Provided information:
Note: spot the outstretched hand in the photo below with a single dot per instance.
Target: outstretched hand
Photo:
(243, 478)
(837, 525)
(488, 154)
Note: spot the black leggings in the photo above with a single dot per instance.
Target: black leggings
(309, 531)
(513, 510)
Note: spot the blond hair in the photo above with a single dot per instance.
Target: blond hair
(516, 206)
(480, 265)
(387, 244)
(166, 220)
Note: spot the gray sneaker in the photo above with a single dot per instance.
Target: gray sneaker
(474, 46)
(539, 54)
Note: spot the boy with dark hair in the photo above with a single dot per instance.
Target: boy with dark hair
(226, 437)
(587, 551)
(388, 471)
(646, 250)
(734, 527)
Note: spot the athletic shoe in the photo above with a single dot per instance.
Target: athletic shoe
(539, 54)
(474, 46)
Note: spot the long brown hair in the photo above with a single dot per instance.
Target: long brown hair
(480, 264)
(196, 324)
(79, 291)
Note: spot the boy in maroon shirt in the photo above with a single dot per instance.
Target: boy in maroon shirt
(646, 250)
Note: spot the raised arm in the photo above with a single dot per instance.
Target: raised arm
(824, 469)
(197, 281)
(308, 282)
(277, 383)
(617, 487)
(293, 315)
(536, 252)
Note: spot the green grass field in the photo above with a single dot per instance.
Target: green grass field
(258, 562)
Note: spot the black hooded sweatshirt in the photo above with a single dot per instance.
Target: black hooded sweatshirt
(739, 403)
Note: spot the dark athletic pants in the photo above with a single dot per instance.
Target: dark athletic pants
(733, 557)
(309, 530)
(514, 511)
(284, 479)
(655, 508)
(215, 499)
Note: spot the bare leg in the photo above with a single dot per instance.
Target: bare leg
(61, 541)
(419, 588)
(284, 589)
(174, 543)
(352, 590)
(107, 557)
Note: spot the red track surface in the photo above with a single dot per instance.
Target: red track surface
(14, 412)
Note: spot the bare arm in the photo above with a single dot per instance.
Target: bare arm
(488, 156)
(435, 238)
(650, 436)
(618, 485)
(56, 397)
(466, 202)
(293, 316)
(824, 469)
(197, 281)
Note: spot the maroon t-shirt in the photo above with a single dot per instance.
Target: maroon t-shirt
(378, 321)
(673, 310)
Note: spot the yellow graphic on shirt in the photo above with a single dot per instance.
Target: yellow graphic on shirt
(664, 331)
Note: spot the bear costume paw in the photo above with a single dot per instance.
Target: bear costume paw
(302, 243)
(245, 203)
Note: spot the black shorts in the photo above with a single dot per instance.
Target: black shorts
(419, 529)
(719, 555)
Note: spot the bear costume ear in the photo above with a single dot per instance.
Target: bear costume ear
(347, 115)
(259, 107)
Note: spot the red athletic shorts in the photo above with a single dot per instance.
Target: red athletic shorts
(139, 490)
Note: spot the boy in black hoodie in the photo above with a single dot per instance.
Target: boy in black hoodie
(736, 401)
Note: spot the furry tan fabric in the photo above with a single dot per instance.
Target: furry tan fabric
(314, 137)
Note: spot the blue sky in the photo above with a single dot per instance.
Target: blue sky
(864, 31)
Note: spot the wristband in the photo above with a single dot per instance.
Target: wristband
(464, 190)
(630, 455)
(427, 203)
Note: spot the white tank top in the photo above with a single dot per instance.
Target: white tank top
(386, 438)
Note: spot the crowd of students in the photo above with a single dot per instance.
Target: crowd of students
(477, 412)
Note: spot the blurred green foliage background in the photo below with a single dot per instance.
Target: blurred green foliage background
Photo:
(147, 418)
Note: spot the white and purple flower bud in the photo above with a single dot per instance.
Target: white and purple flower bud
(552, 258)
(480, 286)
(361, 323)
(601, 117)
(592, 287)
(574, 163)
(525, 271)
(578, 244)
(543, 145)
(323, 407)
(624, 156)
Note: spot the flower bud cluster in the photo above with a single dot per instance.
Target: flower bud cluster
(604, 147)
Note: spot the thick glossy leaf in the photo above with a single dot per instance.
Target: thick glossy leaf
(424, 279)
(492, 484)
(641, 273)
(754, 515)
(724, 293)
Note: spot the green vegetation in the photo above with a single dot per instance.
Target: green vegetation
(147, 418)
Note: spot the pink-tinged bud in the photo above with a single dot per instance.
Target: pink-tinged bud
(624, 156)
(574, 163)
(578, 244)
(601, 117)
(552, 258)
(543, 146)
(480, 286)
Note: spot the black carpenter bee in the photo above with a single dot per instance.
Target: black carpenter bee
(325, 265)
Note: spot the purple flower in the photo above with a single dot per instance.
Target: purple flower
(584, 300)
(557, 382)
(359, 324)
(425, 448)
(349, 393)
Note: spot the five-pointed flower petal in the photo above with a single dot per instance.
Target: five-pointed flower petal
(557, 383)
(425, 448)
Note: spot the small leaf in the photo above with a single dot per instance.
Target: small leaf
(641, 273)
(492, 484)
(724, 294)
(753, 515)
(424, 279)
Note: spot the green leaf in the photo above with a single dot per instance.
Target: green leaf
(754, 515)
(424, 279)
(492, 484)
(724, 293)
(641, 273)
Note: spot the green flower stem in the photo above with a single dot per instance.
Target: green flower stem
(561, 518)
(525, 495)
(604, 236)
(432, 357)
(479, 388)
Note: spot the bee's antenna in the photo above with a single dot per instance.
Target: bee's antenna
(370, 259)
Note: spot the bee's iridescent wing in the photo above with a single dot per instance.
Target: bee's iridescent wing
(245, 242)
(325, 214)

Instructions for the task:
Nothing before the line containing "Note: spot the black carpenter" should be repeated; repeat that line and all later lines through the end of the data above, exactly.

Solution:
Note: spot the black carpenter bee in the photo above with a single dot per instance.
Target: black carpenter bee
(325, 265)
Note: spot the purple flower in the photo above with a single dot per instance.
Target: purple flower
(584, 300)
(557, 382)
(359, 324)
(425, 448)
(349, 393)
Note: spot the five-pointed flower petal in the photo above with a single dot per instance.
Target: five-pointed flower petal
(557, 383)
(425, 448)
Note: spot the small leaf in the photo above with a single dot per instance.
Target: small leaf
(641, 273)
(492, 484)
(724, 294)
(753, 515)
(424, 279)
Note: spot the green leaf in the photo above with a single dot per instance.
Target: green leaf
(754, 515)
(424, 279)
(492, 484)
(724, 293)
(641, 273)
Note: spot the green flower stem in the photo above with a single dot per instance.
Target: green flower stem
(561, 518)
(525, 495)
(604, 236)
(432, 357)
(479, 388)
Note: spot the bee's antenna in the photo above with a single dot per instance.
Target: bee's antenna
(370, 259)
Note: spot the bee's iridescent wing in the photo above with a single dot per instance.
Target: bee's iridescent wing
(245, 242)
(325, 214)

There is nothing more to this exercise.